▸ **Goal**:
Convert every line of the data below into a numbered list, omitting blank lines. Leave the pictures out of the result.

Point annotation records
:::::

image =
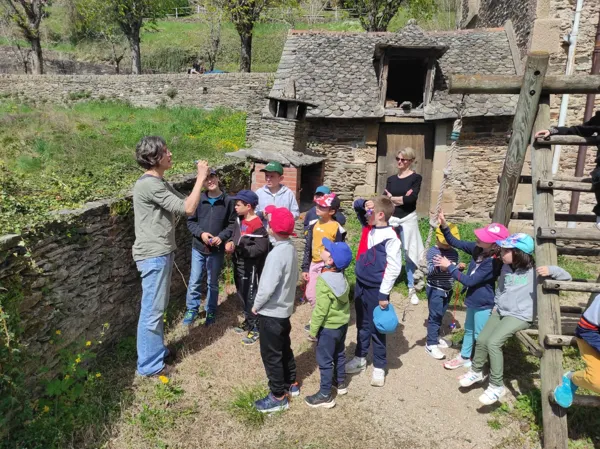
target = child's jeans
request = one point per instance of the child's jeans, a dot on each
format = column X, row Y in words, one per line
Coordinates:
column 156, row 283
column 589, row 378
column 331, row 356
column 311, row 287
column 276, row 353
column 365, row 300
column 496, row 331
column 474, row 324
column 438, row 301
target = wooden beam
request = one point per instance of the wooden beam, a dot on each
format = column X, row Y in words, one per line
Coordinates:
column 545, row 184
column 560, row 340
column 589, row 234
column 572, row 286
column 500, row 84
column 569, row 140
column 532, row 346
column 549, row 323
column 535, row 70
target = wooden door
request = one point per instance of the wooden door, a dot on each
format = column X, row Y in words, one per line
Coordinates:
column 394, row 137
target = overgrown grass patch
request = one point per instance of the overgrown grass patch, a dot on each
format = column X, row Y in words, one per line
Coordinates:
column 57, row 157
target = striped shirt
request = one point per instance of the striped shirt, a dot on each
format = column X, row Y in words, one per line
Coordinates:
column 435, row 276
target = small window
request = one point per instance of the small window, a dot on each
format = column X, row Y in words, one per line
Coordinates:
column 406, row 82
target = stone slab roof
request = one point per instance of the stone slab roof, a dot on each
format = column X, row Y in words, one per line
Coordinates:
column 336, row 71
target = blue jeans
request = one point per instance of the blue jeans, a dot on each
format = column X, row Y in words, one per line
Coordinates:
column 474, row 324
column 409, row 265
column 331, row 356
column 213, row 263
column 438, row 301
column 156, row 283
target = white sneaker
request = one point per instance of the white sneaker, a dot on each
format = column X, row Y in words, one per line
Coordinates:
column 412, row 294
column 356, row 365
column 492, row 395
column 434, row 352
column 378, row 379
column 470, row 378
column 443, row 344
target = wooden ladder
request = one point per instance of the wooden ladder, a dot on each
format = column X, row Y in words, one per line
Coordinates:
column 533, row 114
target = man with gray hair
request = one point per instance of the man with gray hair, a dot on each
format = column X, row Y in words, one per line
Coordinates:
column 156, row 204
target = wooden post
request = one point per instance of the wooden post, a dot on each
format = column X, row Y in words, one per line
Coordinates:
column 535, row 71
column 554, row 417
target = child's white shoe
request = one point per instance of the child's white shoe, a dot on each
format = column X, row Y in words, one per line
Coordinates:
column 378, row 379
column 470, row 378
column 356, row 365
column 434, row 352
column 412, row 294
column 492, row 395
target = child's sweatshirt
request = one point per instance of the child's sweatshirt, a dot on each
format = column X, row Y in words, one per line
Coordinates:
column 516, row 294
column 588, row 328
column 332, row 308
column 380, row 263
column 436, row 277
column 478, row 278
column 277, row 286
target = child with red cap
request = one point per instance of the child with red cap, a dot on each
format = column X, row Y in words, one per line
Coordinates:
column 479, row 280
column 274, row 304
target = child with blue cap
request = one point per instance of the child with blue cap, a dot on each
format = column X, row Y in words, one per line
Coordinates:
column 329, row 322
column 514, row 311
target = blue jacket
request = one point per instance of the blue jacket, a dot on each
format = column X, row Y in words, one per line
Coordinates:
column 479, row 281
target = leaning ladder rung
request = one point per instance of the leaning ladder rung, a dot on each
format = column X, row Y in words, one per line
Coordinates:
column 560, row 340
column 569, row 140
column 532, row 346
column 572, row 286
column 580, row 400
column 589, row 234
column 581, row 218
column 553, row 184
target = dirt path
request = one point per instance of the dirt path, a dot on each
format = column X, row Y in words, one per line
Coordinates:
column 419, row 407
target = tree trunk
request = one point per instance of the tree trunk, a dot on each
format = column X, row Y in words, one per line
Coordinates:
column 246, row 52
column 38, row 60
column 136, row 57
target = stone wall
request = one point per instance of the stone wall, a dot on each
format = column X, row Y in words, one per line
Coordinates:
column 239, row 91
column 81, row 274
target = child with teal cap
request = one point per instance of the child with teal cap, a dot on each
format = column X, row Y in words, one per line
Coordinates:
column 514, row 310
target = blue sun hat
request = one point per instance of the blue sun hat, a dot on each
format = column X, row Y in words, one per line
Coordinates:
column 385, row 320
column 521, row 241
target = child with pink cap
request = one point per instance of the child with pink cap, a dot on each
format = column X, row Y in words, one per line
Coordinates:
column 479, row 281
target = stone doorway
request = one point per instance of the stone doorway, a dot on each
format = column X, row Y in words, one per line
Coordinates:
column 393, row 137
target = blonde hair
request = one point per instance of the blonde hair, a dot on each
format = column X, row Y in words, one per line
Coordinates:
column 408, row 153
column 385, row 205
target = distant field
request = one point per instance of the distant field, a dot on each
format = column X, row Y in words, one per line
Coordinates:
column 55, row 157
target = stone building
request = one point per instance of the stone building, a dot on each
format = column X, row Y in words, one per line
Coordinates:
column 375, row 93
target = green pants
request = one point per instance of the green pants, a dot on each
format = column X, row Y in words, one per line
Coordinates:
column 491, row 339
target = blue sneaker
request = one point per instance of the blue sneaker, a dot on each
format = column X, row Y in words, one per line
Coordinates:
column 210, row 319
column 189, row 317
column 563, row 394
column 270, row 404
column 294, row 390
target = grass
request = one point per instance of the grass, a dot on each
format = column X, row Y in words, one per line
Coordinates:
column 57, row 157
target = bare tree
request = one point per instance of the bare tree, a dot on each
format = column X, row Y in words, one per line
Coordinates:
column 27, row 15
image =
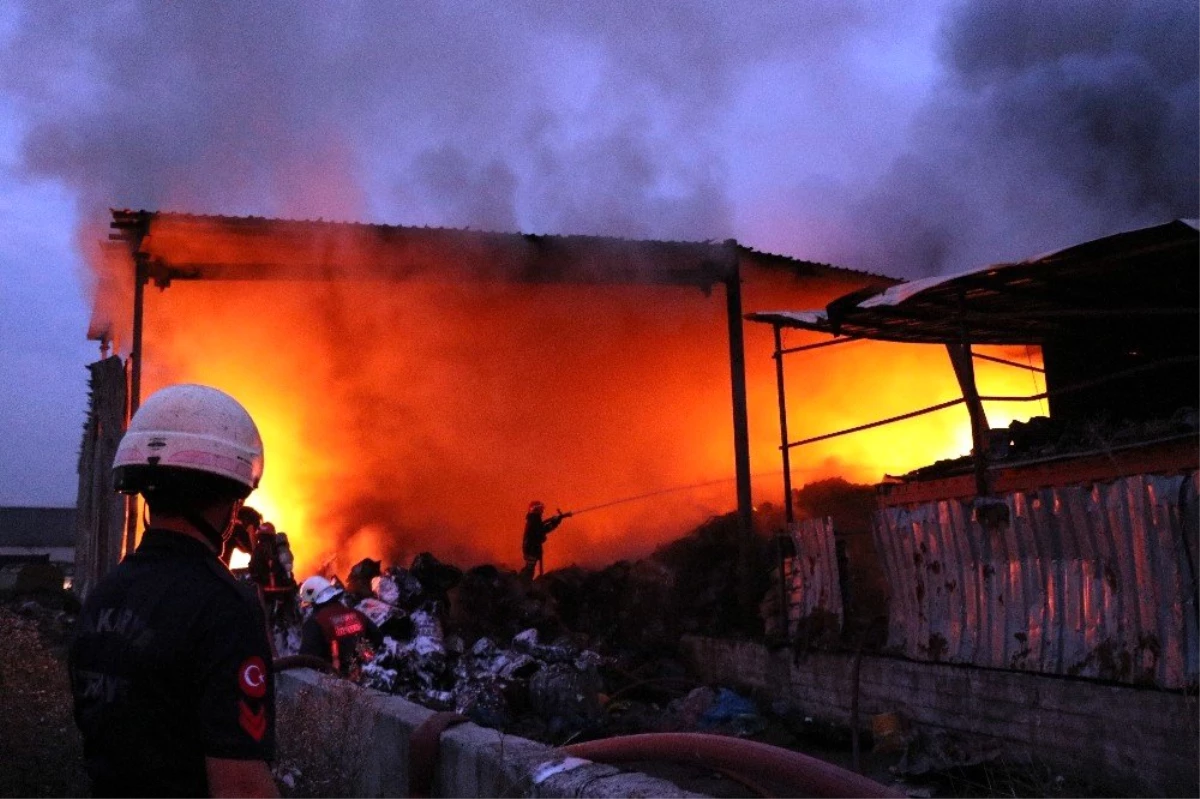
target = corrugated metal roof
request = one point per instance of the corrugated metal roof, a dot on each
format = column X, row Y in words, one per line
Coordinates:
column 1144, row 280
column 1091, row 581
column 184, row 246
column 37, row 527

:::::

▸ **Answer**:
1. image =
2. target = child's jeans
3. request = one point per instance of the child's jeans, a dot on each
4. format = column X, row Y in words, one per line
5. Coordinates:
6. column 156, row 283
7. column 589, row 378
8. column 331, row 356
9. column 311, row 287
10. column 276, row 353
11. column 365, row 300
12. column 496, row 331
13. column 474, row 324
14. column 438, row 301
15. target = wooden beam
16. request = one point per instance of the wooden beam, a dot on each
17. format = column X, row Y in words, one per line
18. Coordinates:
19. column 545, row 184
20. column 560, row 340
21. column 589, row 234
22. column 572, row 286
23. column 500, row 84
24. column 569, row 140
25. column 532, row 346
26. column 549, row 323
27. column 535, row 70
28. target = wooden door
29. request = one point per instance of the wooden door, a dot on each
30. format = column X, row Y in words, one per line
31. Coordinates:
32. column 394, row 137
33. target = overgrown grass patch
34. request = one point per instance of the overgrown grass patch, a dot on each
35. format = column X, row Y in words, one per line
36. Coordinates:
37. column 57, row 157
38. target = striped shirt
39. request = one point per instance of the striped shirt, a dot on each
40. format = column X, row Y in words, one per line
41. Coordinates:
42. column 435, row 276
43. target = small window
44. request = one point per instance of the small window, a dot on each
45. format = column X, row Y in words, one per line
46. Coordinates:
47. column 406, row 82
48. target = stone slab roof
49. request = one point per instance of the stone slab roof, a dot on each
50. format = column X, row Y in words, one per line
51. Coordinates:
52. column 336, row 71
53. target = blue jeans
54. request = one point per instance of the blue jeans, a dot on each
55. format = column X, row Y in words, one per line
56. Coordinates:
57. column 474, row 324
58. column 409, row 265
59. column 331, row 356
60. column 213, row 263
61. column 438, row 301
62. column 156, row 283
63. target = white sneaker
64. request = one point per instance of the white sneaker, a dot on each
65. format = column X, row Y in words, one per line
66. Coordinates:
67. column 412, row 294
68. column 356, row 365
69. column 492, row 395
70. column 434, row 352
71. column 378, row 379
72. column 470, row 378
73. column 443, row 344
74. target = wooden ladder
75. request = one point per instance of the wooden ladder, a dot on each
76. format = column X, row Y in words, one per line
77. Coordinates:
78. column 533, row 114
79. target = man with gray hair
80. request = one point per instance of the man with gray hair, a dot on each
81. format = column X, row Y in words, one per line
82. Coordinates:
83. column 156, row 204
84. target = wooden post
85. request = one point per instance of the wooden post, a dot on each
86. format = column X, row Y in words, one per line
87. Coordinates:
88. column 535, row 71
89. column 554, row 417
90. target = child's white shoe
91. request = one point per instance of the child's white shoe, a dot on each
92. format = column X, row Y in words, one per line
93. Coordinates:
94. column 378, row 379
95. column 470, row 378
96. column 356, row 365
97. column 434, row 352
98. column 412, row 294
99. column 492, row 395
100. target = child's sweatshirt
101. request = one point per instance of the child's sweatshirt, a dot on each
102. format = column X, row Y in words, one per line
103. Coordinates:
104. column 516, row 294
105. column 588, row 328
106. column 332, row 308
107. column 380, row 263
108. column 436, row 277
109. column 478, row 278
110. column 277, row 286
111. target = child with red cap
112. request = one point per instance of the child with red cap, a dot on each
113. format = column X, row Y in words, one per line
114. Coordinates:
115. column 479, row 280
116. column 274, row 304
117. target = child with blue cap
118. request = one point per instance of the child with blue cap, a dot on each
119. format = column X, row Y in words, one per line
120. Coordinates:
121. column 329, row 322
122. column 514, row 311
123. target = blue jacket
124. request = one point per instance of the blue jacket, a dot on each
125. format = column X, row Y in words, one per line
126. Coordinates:
127. column 479, row 281
128. target = leaning ladder rung
129. request = one point per instance of the leaning ladder rung, a dot on each
130. format = column X, row Y in words, one per line
131. Coordinates:
132. column 560, row 340
133. column 569, row 140
134. column 532, row 346
135. column 572, row 286
136. column 580, row 400
137. column 589, row 234
138. column 581, row 218
139. column 553, row 184
140. target = dirt path
141. request = one point per instance of the dirt path, a dot on each
142. format = column X, row Y in words, one per line
143. Coordinates:
144. column 419, row 407
145. target = tree trunk
146. request = one point per instance of the tree trunk, a dot on each
147. format = column X, row Y in words, one per line
148. Coordinates:
149. column 246, row 52
150. column 38, row 60
151. column 136, row 57
152. target = stone wall
153. request = one point per instance of the stone wall, a dot on each
154. format = column X, row Y in words, one per line
155. Coordinates:
156. column 239, row 91
157. column 81, row 274
158. target = child with teal cap
159. request = one point per instance of the child with teal cap, a dot on each
160. format = column X, row Y in words, one per line
161. Coordinates:
162. column 514, row 310
163. target = blue sun hat
164. request = one point per instance of the blue sun hat, a dot on each
165. format = column X, row Y in words, one per line
166. Coordinates:
167. column 385, row 320
168. column 521, row 241
169. target = child with pink cap
170. request = one point per instance of the child with pink cap, a dot on each
171. format = column X, row Y in words, one per line
172. Coordinates:
173. column 479, row 281
174. target = stone doorway
175. request = one point per instance of the stone doorway, a dot on each
176. format = column X, row Y in words, one per line
177. Coordinates:
178. column 393, row 137
179. target = blonde hair
180. request = one point per instance of the blonde hair, a dot on each
181. format = column X, row Y in words, one per line
182. Coordinates:
183. column 408, row 153
184. column 385, row 205
185. target = distant field
186. request = one point per instance of the distant field, a dot on each
187. format = column X, row Y in words, one per line
188. Coordinates:
189. column 55, row 157
190. target = stone building
191. request = one point per instance of the stone building, a dot on each
192. format = column X, row Y in words, one per line
193. Coordinates:
194. column 375, row 93
195. target = green pants
196. request = one point per instance of the green pants, a dot on each
197. format = column X, row Y in words, one per line
198. Coordinates:
199. column 491, row 339
200. target = blue sneaker
201. request = one point per instance of the blue sneaker, a dot on each
202. format = column X, row Y in words, one per line
203. Coordinates:
204. column 210, row 319
205. column 189, row 317
206. column 563, row 394
207. column 270, row 404
208. column 294, row 390
209. target = grass
210. request = one point per instance of the grass, a dot on each
211. format = column X, row Y in words, one per line
212. Coordinates:
213. column 57, row 157
214. target = bare tree
215. request = one point per instance of the bare tree, a dot on each
216. format = column X, row Y in words, one per line
217. Coordinates:
218. column 27, row 15
219. image =
220. target = corrugated metal roof
221. request = one point per instance of the corrugated metal roof, a dot on each
222. format = column X, row Y in words, one per line
223. Coordinates:
224. column 1144, row 280
225. column 1091, row 581
226. column 184, row 246
227. column 37, row 527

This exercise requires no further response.